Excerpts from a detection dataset
=====
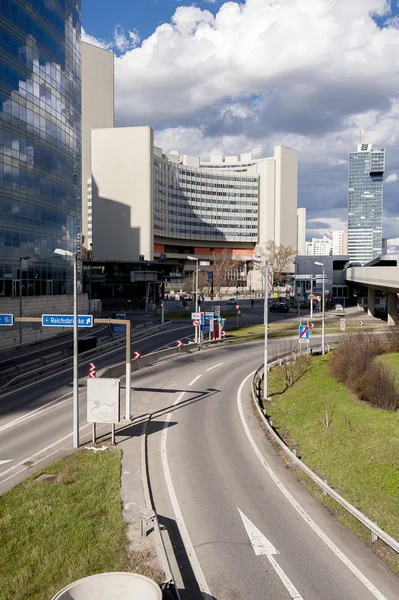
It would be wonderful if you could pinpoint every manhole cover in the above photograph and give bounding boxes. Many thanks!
[36,473,58,483]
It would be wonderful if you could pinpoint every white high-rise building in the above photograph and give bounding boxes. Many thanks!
[92,127,298,260]
[297,208,306,255]
[82,42,114,250]
[306,235,332,256]
[332,230,348,256]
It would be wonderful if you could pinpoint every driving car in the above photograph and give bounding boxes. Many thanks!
[270,302,290,312]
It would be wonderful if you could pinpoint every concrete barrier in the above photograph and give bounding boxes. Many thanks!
[52,573,162,600]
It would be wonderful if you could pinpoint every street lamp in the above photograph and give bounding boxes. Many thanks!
[314,261,326,354]
[19,254,32,344]
[187,256,201,343]
[252,256,269,400]
[54,248,79,448]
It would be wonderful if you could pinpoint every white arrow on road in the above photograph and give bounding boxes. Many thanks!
[237,506,303,600]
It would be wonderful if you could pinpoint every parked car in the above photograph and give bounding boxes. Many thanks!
[270,302,290,312]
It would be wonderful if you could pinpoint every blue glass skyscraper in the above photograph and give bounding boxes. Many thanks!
[348,144,385,264]
[0,0,81,296]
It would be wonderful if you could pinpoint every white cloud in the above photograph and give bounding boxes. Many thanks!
[83,0,399,237]
[82,27,109,49]
[385,173,399,183]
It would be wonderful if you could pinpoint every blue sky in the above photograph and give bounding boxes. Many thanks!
[82,0,399,246]
[82,0,228,45]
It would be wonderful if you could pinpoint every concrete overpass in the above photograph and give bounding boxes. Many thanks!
[346,255,399,325]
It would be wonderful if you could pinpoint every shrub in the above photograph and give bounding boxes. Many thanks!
[331,334,381,389]
[351,361,399,411]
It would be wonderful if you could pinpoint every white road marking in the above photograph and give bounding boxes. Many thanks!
[237,371,387,600]
[188,375,202,387]
[237,507,303,600]
[267,554,303,600]
[161,392,211,600]
[0,423,91,484]
[0,392,74,433]
[237,506,280,556]
[0,325,192,398]
[205,363,223,371]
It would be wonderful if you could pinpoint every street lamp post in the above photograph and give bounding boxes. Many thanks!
[252,256,269,400]
[187,256,201,343]
[314,261,326,354]
[54,248,79,448]
[19,255,31,344]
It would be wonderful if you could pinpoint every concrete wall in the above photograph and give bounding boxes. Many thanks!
[274,146,298,248]
[0,294,89,348]
[297,208,306,255]
[92,127,154,261]
[252,158,275,244]
[82,42,114,249]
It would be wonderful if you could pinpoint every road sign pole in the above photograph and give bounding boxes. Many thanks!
[73,252,79,448]
[125,320,132,420]
[263,260,269,400]
[321,264,326,354]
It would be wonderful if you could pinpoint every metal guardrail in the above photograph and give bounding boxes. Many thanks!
[252,356,399,553]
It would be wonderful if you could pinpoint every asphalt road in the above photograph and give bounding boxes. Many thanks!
[0,324,192,491]
[145,342,399,600]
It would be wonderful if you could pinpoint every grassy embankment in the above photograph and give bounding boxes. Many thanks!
[0,449,159,600]
[266,354,399,573]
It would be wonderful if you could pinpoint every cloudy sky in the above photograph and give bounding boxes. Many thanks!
[82,0,399,247]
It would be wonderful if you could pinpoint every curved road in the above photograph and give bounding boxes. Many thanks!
[147,342,399,600]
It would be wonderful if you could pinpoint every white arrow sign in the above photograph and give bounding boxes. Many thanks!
[238,509,280,556]
[237,507,303,600]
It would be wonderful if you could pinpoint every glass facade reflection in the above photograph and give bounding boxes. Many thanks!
[348,144,385,264]
[0,0,81,296]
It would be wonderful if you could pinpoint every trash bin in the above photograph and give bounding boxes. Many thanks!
[52,573,162,600]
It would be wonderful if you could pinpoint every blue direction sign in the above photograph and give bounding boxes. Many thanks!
[299,325,309,342]
[42,315,93,327]
[0,315,14,327]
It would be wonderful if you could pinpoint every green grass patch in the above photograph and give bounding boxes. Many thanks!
[267,355,399,572]
[0,449,159,600]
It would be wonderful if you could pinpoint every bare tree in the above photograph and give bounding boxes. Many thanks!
[254,240,296,290]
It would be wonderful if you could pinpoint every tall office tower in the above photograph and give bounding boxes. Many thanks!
[348,144,385,264]
[0,0,81,296]
[332,229,348,256]
[82,42,114,254]
[296,208,306,255]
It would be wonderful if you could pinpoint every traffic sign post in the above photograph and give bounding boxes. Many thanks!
[0,314,14,327]
[236,304,240,329]
[299,325,309,344]
[42,315,93,327]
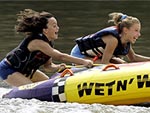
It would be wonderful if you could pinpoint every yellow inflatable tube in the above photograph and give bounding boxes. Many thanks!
[65,63,150,105]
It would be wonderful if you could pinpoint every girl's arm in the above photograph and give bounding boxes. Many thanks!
[28,39,93,67]
[101,35,118,64]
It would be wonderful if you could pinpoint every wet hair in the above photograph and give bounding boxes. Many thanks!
[15,9,54,34]
[108,12,140,32]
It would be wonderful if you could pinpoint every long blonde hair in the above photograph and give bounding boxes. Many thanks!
[108,12,141,32]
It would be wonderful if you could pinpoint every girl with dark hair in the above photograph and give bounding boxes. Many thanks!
[0,9,93,86]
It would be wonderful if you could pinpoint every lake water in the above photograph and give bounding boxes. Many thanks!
[0,1,150,113]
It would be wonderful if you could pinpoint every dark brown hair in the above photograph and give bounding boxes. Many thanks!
[15,9,54,33]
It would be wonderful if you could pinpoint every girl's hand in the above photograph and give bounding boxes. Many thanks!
[58,63,66,72]
[83,60,93,68]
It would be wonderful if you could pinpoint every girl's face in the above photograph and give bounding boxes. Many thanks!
[126,24,141,44]
[43,17,59,41]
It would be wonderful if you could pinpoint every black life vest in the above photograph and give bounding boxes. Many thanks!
[76,26,130,57]
[6,34,53,78]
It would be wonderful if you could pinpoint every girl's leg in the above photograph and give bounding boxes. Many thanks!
[4,72,32,87]
[31,70,49,82]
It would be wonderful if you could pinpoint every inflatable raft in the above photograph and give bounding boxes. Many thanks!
[3,62,150,105]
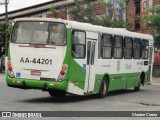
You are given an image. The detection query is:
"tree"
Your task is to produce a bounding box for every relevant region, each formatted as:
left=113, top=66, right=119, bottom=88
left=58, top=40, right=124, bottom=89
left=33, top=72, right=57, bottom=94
left=0, top=22, right=12, bottom=57
left=50, top=0, right=130, bottom=28
left=143, top=5, right=160, bottom=45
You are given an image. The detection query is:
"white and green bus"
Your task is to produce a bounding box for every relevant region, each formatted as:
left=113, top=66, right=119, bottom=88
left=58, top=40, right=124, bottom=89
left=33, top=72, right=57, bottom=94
left=6, top=18, right=153, bottom=98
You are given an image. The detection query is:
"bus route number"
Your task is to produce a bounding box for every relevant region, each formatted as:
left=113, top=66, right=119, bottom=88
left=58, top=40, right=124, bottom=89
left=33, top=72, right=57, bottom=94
left=20, top=57, right=52, bottom=65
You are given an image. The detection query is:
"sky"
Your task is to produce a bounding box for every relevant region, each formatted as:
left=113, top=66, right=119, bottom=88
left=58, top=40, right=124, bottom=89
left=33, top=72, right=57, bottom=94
left=0, top=0, right=52, bottom=13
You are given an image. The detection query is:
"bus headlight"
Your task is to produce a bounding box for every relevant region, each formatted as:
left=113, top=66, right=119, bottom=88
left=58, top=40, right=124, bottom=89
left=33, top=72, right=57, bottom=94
left=57, top=64, right=68, bottom=81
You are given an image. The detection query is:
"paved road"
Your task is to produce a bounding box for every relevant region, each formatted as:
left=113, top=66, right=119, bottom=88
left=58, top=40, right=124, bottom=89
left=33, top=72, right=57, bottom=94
left=0, top=74, right=160, bottom=120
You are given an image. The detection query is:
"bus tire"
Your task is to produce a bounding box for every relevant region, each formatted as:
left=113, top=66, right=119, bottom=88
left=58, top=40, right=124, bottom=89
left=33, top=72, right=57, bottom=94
left=134, top=84, right=140, bottom=92
left=98, top=78, right=109, bottom=98
left=48, top=90, right=66, bottom=97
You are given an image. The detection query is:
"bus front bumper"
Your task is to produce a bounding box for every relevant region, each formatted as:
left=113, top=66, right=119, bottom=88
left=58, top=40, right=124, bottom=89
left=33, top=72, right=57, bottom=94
left=6, top=76, right=68, bottom=91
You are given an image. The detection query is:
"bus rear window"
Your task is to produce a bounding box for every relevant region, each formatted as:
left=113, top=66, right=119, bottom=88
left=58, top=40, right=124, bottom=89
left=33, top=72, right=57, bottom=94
left=11, top=21, right=66, bottom=45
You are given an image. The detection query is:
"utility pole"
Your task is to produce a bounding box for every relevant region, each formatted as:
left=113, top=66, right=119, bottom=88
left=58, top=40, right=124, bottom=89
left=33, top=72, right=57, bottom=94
left=5, top=0, right=8, bottom=56
left=0, top=0, right=9, bottom=56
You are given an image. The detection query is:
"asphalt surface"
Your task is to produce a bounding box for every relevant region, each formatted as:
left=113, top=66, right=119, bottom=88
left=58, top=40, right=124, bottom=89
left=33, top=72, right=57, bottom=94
left=0, top=74, right=160, bottom=120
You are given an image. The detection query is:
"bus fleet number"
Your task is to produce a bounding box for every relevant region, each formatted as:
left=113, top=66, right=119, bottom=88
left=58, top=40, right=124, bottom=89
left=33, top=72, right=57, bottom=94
left=20, top=57, right=52, bottom=65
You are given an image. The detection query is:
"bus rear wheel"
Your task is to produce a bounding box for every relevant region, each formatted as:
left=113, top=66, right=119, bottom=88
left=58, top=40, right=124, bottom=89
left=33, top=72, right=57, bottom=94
left=48, top=90, right=66, bottom=97
left=98, top=79, right=109, bottom=98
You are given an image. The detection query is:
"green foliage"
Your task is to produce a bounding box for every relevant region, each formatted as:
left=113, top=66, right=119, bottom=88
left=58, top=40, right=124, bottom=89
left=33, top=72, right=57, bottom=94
left=143, top=5, right=160, bottom=44
left=50, top=0, right=131, bottom=29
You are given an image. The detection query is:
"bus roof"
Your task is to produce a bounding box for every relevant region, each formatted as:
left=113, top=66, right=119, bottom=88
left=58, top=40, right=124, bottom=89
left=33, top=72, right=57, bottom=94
left=15, top=18, right=153, bottom=41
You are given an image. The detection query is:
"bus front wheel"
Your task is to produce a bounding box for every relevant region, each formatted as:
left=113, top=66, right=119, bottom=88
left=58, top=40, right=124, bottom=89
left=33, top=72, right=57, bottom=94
left=48, top=90, right=66, bottom=97
left=98, top=79, right=109, bottom=98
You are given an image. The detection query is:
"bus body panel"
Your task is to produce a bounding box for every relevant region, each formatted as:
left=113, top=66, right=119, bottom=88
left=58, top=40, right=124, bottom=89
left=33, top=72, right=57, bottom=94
left=6, top=18, right=153, bottom=95
left=10, top=43, right=65, bottom=80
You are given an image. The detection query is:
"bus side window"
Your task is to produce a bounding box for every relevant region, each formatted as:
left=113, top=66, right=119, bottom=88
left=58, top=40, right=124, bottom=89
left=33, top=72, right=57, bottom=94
left=100, top=34, right=112, bottom=59
left=123, top=37, right=132, bottom=59
left=133, top=38, right=141, bottom=59
left=141, top=40, right=149, bottom=59
left=114, top=36, right=123, bottom=59
left=72, top=31, right=86, bottom=58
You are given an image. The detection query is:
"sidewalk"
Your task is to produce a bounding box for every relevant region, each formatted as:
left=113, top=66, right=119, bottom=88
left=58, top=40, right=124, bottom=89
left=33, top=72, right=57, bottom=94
left=152, top=77, right=160, bottom=84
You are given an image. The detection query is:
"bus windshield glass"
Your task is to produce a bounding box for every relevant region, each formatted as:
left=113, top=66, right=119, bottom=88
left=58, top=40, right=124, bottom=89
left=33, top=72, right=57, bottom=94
left=11, top=21, right=66, bottom=46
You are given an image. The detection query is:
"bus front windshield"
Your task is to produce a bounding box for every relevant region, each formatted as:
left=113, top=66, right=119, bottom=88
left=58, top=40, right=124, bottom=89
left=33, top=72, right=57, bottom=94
left=11, top=21, right=66, bottom=46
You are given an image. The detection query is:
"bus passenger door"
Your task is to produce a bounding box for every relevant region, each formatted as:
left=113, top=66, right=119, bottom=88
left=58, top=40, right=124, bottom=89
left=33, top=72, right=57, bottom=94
left=147, top=47, right=153, bottom=83
left=84, top=40, right=96, bottom=93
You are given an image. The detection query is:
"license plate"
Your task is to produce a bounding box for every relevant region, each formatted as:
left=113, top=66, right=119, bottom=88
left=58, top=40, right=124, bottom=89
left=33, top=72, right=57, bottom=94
left=31, top=70, right=41, bottom=76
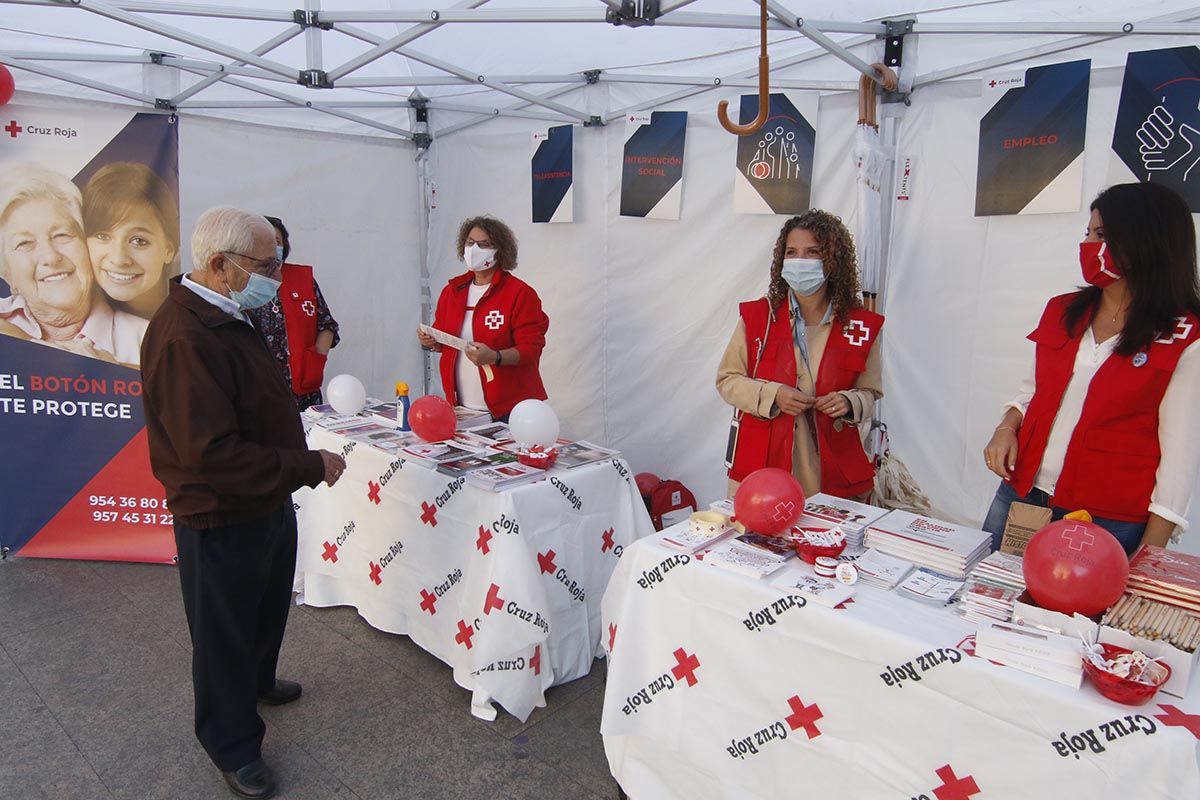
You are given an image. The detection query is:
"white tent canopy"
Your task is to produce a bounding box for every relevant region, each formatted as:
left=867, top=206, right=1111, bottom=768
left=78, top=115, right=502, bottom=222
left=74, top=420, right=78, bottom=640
left=7, top=0, right=1200, bottom=549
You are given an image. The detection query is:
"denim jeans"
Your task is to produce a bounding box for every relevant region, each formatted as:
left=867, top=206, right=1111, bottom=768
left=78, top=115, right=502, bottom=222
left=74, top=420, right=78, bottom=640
left=983, top=481, right=1146, bottom=555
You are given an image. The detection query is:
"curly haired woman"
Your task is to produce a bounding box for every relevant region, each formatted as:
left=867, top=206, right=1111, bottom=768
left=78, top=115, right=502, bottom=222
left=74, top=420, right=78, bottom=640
left=716, top=209, right=883, bottom=498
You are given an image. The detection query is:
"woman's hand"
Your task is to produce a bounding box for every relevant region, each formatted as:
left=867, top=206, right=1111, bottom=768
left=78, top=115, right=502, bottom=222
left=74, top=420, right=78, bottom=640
left=983, top=425, right=1016, bottom=480
left=775, top=386, right=816, bottom=416
left=416, top=327, right=438, bottom=350
left=814, top=392, right=850, bottom=420
left=464, top=342, right=496, bottom=367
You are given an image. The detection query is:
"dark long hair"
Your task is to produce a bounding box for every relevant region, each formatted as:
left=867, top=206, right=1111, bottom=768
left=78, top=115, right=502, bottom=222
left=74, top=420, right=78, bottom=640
left=1063, top=184, right=1200, bottom=356
left=767, top=209, right=863, bottom=319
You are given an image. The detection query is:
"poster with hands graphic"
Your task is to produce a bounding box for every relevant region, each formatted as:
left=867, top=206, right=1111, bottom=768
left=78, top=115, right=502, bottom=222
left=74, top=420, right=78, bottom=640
left=1110, top=46, right=1200, bottom=213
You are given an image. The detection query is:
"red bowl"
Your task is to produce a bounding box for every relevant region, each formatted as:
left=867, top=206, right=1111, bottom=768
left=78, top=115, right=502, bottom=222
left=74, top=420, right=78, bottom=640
left=1084, top=644, right=1171, bottom=705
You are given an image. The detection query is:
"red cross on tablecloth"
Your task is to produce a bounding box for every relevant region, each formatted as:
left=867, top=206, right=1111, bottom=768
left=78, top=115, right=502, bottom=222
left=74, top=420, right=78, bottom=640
left=529, top=644, right=541, bottom=675
left=934, top=764, right=979, bottom=800
left=600, top=528, right=613, bottom=553
left=484, top=583, right=504, bottom=614
left=1154, top=703, right=1200, bottom=739
left=671, top=648, right=700, bottom=686
left=475, top=525, right=492, bottom=555
left=454, top=620, right=475, bottom=650
left=421, top=589, right=438, bottom=616
left=784, top=694, right=824, bottom=739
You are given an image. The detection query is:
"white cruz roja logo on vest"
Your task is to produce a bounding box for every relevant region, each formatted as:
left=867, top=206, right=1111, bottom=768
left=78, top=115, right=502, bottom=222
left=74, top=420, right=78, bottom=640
left=841, top=319, right=871, bottom=347
left=1154, top=317, right=1192, bottom=344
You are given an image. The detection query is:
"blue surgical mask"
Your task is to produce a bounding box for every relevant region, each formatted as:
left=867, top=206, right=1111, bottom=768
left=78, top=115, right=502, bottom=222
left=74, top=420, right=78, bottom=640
left=229, top=261, right=283, bottom=309
left=782, top=258, right=826, bottom=297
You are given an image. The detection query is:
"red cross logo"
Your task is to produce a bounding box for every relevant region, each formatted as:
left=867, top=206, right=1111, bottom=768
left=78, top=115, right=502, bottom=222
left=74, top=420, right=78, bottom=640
left=529, top=644, right=541, bottom=675
left=484, top=583, right=504, bottom=614
left=475, top=525, right=492, bottom=555
left=1154, top=317, right=1192, bottom=344
left=1154, top=703, right=1200, bottom=739
left=454, top=620, right=475, bottom=650
left=421, top=589, right=438, bottom=616
left=600, top=528, right=613, bottom=553
left=671, top=648, right=700, bottom=686
left=1062, top=525, right=1096, bottom=551
left=784, top=696, right=824, bottom=739
left=934, top=764, right=979, bottom=800
left=841, top=319, right=871, bottom=347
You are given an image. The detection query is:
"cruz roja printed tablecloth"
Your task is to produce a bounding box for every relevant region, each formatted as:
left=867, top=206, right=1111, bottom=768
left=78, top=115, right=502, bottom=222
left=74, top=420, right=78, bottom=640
left=601, top=536, right=1200, bottom=800
left=294, top=428, right=654, bottom=721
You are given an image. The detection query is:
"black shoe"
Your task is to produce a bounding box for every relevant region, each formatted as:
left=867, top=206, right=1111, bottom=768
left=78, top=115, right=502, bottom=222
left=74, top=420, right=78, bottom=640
left=221, top=758, right=275, bottom=800
left=258, top=679, right=301, bottom=705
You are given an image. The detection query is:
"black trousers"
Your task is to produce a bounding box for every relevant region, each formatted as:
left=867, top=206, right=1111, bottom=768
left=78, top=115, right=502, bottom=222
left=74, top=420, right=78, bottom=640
left=175, top=499, right=296, bottom=771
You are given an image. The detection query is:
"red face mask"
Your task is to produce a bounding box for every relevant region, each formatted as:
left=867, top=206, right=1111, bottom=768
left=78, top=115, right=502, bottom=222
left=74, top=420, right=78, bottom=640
left=1079, top=241, right=1122, bottom=289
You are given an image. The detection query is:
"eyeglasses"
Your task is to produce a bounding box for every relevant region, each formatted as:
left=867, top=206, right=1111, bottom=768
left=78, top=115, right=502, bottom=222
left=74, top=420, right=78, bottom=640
left=221, top=252, right=283, bottom=278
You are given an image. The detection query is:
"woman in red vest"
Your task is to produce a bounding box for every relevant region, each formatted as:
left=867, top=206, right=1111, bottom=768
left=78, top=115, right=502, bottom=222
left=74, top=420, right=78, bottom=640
left=716, top=209, right=883, bottom=498
left=984, top=184, right=1200, bottom=553
left=416, top=216, right=550, bottom=420
left=246, top=217, right=341, bottom=411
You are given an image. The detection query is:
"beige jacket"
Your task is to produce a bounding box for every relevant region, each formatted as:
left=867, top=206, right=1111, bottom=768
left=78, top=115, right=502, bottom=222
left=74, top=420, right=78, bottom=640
left=716, top=309, right=883, bottom=497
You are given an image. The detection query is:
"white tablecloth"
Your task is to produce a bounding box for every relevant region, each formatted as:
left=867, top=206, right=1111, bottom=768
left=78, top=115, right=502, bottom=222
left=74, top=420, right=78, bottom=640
left=601, top=537, right=1200, bottom=800
left=295, top=428, right=654, bottom=720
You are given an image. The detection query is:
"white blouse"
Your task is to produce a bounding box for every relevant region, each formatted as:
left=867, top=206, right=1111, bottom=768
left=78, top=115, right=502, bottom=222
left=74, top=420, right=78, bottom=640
left=1006, top=326, right=1200, bottom=531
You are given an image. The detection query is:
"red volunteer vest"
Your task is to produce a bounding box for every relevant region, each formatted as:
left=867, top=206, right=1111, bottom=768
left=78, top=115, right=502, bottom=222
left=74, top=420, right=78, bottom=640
left=730, top=299, right=883, bottom=498
left=433, top=270, right=550, bottom=417
left=1009, top=294, right=1200, bottom=523
left=280, top=264, right=326, bottom=396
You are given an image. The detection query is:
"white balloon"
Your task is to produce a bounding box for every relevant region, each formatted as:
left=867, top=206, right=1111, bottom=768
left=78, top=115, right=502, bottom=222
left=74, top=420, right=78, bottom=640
left=509, top=399, right=558, bottom=447
left=325, top=375, right=367, bottom=414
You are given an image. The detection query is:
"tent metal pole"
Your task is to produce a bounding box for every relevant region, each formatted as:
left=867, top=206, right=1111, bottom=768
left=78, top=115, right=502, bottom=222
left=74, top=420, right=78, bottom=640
left=169, top=25, right=304, bottom=106
left=63, top=0, right=299, bottom=80
left=0, top=56, right=155, bottom=107
left=912, top=8, right=1200, bottom=89
left=328, top=0, right=487, bottom=82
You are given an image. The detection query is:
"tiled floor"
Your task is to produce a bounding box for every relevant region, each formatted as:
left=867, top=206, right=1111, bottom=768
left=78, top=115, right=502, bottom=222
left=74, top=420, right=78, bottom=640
left=0, top=559, right=617, bottom=800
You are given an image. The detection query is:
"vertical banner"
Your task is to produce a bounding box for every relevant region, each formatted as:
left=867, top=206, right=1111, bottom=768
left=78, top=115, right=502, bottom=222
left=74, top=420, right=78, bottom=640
left=733, top=94, right=817, bottom=215
left=620, top=112, right=688, bottom=219
left=529, top=125, right=575, bottom=222
left=0, top=106, right=180, bottom=563
left=1112, top=44, right=1200, bottom=213
left=976, top=59, right=1092, bottom=217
=====
TO DO:
Copy the lines word for word, starting at the line that contains "It would be wonderful if you could pinpoint every girl's arm" and ending at the line that contains "[0,9,93,86]", with both of those lines included.

SOLUTION FOR THIS PROBLEM:
It would be wonderful if you could pinpoint every girl's arm in the above photograph and give bounding boxes. Many thanks!
[28,39,93,67]
[101,35,118,64]
It would be wonderful if you could pinpoint every wet hair in the above photograph and give bounding boxes. Many thanks!
[15,9,54,34]
[108,12,140,32]
It would be wonderful if you could pinpoint every long blonde hair in the above photograph and give bounding boxes. Many thanks!
[108,12,141,32]
It would be wonderful if you could pinpoint every girl with dark hair in the above photograph and give bounding boxes. Many thanks!
[0,9,93,86]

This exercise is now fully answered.